THE EXERCISE - In the records below, find the line containing "Objective — for every instance of the wooden", then extract that line and all subsequent lines exactly, leaving out everything else.

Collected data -
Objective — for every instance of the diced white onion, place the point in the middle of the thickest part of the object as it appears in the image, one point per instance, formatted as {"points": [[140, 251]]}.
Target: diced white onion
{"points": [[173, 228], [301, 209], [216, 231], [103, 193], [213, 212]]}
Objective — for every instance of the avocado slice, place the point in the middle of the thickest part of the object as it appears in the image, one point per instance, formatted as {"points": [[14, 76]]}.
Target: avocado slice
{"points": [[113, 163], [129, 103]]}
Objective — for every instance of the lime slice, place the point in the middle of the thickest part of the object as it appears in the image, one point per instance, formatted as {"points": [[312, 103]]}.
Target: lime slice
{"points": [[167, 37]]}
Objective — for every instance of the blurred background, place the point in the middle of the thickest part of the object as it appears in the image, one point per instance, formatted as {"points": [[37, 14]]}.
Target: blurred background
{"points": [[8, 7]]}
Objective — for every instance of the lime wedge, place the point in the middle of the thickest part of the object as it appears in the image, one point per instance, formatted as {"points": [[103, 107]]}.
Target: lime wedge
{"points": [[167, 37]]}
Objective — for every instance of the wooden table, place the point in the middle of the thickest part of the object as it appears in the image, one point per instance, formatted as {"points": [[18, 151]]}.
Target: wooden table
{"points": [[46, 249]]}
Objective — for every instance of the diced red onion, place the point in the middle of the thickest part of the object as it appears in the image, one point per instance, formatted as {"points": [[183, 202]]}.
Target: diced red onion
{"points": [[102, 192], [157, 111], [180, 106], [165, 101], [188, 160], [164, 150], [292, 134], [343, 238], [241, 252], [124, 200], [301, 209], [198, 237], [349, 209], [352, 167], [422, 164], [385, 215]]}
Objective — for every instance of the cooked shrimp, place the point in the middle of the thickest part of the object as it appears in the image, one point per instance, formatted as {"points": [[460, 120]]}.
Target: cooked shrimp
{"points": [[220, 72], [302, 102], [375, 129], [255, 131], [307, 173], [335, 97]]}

RESULT OF THE EXERCISE -
Objective — for every instance of the wooden table, place the point in the middle of the thickest part of the object as it appears in the image, one point per instance, formatted as {"points": [[18, 151]]}.
Target: wooden table
{"points": [[46, 249]]}
Objective — for every instance of the diced red onion, place the point in the middle of the thickest part of the object as it appears in the image, one point per instance, formatted as {"points": [[183, 202]]}.
Target: diced red onion
{"points": [[102, 192], [157, 111], [180, 106], [165, 101], [188, 160], [164, 150], [292, 134], [343, 238], [241, 252], [124, 200], [301, 209], [198, 237], [349, 209], [352, 167], [422, 164], [385, 215]]}
Objective — for every instance of the cooked shrimp, place the point in the middle of the thickest part of the object as it appears in the image, one point per instance, formatted as {"points": [[460, 120]]}.
Target: cooked shrimp
{"points": [[220, 72], [302, 102], [375, 129], [255, 131], [307, 173], [335, 97]]}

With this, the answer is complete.